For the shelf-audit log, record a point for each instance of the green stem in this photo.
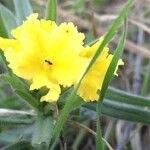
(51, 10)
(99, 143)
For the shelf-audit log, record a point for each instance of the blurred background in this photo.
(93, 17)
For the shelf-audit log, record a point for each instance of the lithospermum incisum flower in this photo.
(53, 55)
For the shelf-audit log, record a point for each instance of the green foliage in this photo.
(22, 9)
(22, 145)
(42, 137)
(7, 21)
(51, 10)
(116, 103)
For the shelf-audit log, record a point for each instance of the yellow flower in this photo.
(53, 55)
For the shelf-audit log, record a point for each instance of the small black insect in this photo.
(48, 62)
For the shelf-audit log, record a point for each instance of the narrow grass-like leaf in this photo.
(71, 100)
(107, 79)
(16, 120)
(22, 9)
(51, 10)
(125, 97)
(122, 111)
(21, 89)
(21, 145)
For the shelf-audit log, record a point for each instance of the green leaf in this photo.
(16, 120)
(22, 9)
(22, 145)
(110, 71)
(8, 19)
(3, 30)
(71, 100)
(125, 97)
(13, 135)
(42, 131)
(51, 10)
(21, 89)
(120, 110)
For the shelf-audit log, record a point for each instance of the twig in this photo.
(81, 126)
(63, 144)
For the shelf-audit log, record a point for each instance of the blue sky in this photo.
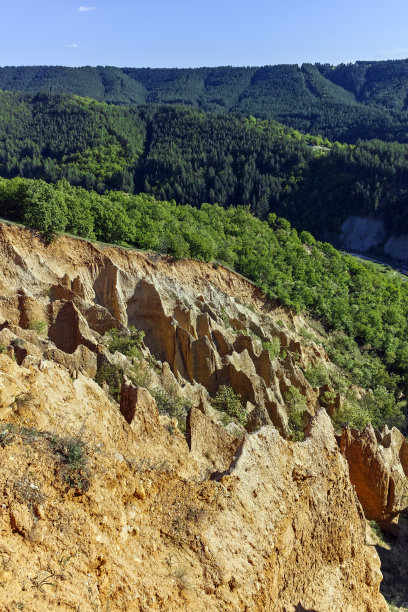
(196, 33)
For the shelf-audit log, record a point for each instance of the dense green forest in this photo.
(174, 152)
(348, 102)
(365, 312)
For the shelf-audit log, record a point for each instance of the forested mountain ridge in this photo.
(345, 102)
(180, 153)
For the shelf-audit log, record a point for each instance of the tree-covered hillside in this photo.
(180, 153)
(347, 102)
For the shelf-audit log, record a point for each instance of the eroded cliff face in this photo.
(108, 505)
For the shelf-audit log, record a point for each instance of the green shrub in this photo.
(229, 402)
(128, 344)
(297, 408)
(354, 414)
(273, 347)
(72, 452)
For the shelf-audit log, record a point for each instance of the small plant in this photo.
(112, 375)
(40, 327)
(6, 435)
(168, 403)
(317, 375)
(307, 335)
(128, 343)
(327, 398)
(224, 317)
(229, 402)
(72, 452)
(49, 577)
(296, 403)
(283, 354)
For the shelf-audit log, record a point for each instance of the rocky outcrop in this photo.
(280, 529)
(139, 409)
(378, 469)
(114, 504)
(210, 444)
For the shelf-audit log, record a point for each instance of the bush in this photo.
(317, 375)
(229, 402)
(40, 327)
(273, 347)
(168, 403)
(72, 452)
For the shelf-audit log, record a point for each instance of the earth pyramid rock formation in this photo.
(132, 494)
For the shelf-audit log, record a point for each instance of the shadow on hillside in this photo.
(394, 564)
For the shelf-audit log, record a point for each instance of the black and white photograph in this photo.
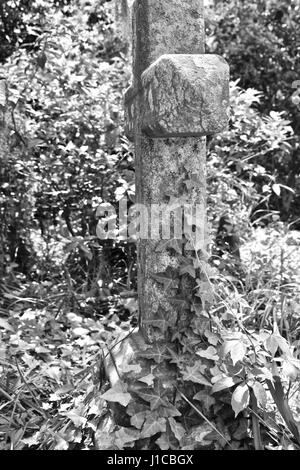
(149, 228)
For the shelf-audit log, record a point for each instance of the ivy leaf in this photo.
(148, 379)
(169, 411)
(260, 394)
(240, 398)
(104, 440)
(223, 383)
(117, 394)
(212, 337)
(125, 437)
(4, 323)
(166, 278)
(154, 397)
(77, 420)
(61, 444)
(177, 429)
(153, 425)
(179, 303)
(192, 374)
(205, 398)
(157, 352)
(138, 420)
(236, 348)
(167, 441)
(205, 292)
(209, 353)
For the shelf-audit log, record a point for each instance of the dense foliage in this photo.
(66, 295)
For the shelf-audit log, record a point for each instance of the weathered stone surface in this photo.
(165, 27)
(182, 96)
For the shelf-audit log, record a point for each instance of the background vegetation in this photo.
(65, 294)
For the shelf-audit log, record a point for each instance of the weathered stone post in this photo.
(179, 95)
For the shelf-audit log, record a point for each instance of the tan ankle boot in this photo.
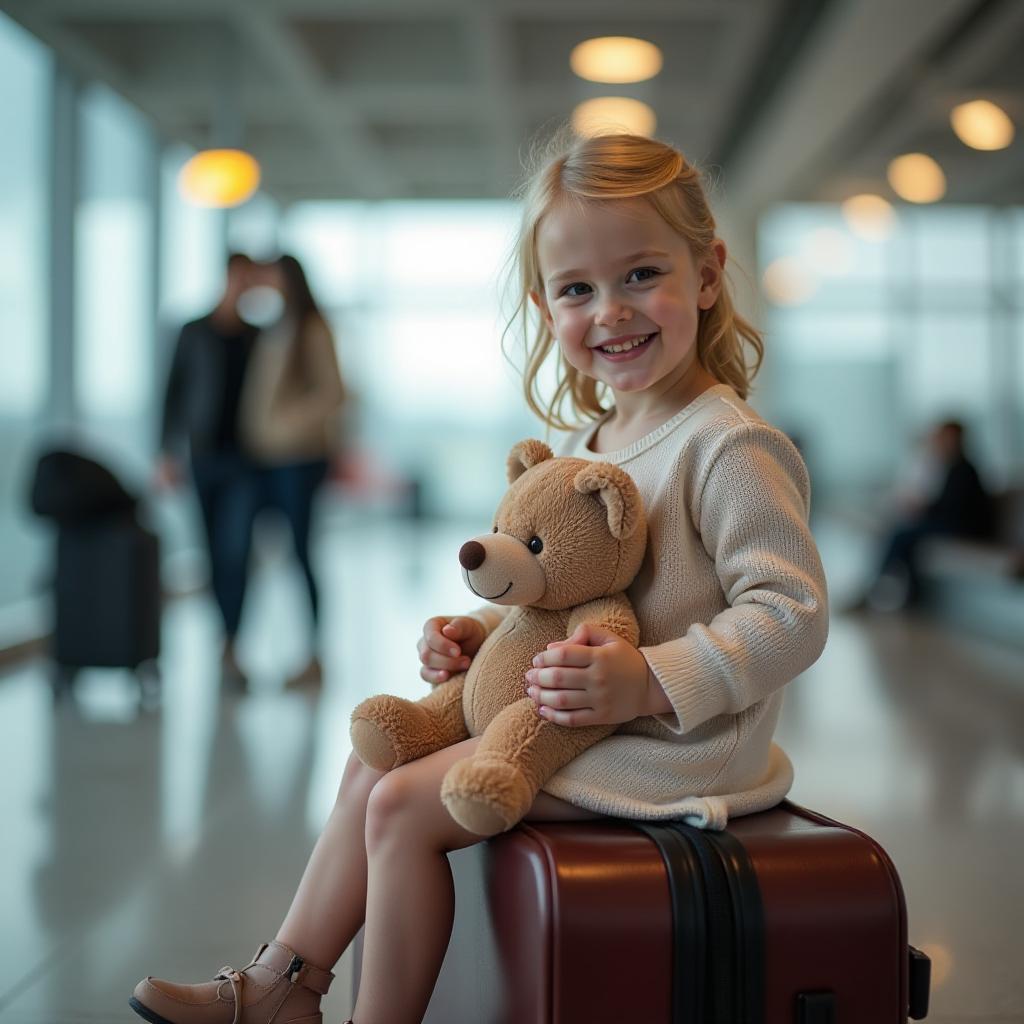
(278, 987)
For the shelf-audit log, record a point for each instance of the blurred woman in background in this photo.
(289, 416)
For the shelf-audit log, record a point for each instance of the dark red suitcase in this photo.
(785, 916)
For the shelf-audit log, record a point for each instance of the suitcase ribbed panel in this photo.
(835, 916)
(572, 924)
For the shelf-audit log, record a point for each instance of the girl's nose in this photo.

^^^^

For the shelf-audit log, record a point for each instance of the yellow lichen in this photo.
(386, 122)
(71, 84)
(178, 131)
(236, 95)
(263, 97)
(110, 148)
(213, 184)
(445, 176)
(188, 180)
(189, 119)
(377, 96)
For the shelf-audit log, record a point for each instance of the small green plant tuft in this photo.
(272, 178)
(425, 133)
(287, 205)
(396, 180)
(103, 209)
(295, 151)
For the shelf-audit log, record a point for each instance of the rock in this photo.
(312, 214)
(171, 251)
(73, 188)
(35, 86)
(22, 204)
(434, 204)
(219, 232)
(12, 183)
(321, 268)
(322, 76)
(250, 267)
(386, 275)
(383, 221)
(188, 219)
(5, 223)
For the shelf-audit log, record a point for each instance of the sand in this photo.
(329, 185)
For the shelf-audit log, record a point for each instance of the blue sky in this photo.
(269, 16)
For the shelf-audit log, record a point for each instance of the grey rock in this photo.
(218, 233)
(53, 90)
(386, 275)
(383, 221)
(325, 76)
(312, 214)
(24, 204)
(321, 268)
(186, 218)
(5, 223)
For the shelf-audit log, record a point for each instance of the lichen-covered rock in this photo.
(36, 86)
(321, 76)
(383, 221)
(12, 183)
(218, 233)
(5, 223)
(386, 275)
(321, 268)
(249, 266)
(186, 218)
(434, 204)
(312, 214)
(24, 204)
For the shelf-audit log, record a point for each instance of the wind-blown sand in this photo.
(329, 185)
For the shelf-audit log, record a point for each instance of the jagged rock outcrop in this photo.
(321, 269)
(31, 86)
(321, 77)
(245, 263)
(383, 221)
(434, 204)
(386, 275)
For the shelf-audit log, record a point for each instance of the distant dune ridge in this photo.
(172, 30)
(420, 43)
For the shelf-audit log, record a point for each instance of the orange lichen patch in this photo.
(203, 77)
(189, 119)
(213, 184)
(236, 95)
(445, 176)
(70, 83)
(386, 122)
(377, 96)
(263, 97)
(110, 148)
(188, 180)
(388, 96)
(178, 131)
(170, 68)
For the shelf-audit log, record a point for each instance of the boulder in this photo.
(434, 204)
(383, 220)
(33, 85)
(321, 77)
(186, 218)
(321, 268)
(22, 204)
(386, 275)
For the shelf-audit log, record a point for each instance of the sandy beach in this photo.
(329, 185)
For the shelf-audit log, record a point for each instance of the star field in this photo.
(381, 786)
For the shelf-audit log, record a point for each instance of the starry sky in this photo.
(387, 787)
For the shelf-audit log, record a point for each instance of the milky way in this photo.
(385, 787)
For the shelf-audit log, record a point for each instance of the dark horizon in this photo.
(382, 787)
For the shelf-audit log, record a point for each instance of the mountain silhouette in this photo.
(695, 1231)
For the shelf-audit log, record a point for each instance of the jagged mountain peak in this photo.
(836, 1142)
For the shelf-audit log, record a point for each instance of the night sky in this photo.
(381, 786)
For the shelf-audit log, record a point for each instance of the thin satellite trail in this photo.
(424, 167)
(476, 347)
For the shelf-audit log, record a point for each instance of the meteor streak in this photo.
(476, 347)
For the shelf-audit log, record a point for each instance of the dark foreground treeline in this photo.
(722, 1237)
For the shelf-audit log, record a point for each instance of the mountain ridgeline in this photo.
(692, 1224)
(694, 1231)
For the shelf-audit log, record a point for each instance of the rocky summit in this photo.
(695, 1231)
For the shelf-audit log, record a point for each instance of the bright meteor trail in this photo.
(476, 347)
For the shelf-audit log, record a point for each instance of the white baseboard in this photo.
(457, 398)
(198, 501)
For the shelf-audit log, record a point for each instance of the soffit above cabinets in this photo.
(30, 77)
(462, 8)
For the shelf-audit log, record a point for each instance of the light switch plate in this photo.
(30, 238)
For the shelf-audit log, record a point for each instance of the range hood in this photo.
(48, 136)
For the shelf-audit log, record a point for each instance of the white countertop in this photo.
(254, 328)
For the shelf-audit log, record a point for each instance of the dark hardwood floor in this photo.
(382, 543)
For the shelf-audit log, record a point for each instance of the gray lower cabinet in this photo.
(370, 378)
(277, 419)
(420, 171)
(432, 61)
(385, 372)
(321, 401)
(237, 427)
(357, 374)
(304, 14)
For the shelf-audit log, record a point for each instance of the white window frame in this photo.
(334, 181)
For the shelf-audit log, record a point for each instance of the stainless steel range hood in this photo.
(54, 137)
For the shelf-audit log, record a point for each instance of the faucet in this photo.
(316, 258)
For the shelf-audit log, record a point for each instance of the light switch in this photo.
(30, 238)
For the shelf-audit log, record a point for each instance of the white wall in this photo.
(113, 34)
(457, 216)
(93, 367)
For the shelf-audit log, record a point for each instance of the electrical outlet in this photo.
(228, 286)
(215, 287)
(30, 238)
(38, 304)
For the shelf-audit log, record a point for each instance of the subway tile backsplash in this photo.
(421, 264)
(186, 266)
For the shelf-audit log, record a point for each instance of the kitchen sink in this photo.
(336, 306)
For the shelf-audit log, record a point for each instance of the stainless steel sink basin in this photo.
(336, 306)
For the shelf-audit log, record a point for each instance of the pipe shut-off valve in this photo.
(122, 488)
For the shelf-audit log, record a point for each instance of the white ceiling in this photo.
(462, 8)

^^^^

• WORK REQUEST: Reproduce, word for word, only the lines in the records above from the line with "surface in this photo." through the line with "nose in this photo.", including both ends; omit the pictures.

• YOUR SOLUTION:
For the shelf-audit log, record a point for each instance of the weathered stone surface in this photo.
(165, 27)
(182, 96)
For the shelf-audit log, record a point for each instance of the background vegetation in this photo.
(65, 294)
For the shelf-audit log, record a point for each instance of the weathered stone post in this photo.
(179, 95)
For the shelf-audit log, record a point for each instance of the tan ankle boot in this photo.
(278, 987)
For the shelf-audit log, record a point for each instance of the blurred woman in background in this photo.
(289, 416)
For the shelf-audit log, record a point for each instance of the dark red suitcase in this photo.
(785, 916)
For the shelf-audit log, record a point for each instance of the suitcase ribbed panel in this photo.
(835, 916)
(572, 924)
For the shelf-audit log, record a point for each instance of the girl's nose in this photo.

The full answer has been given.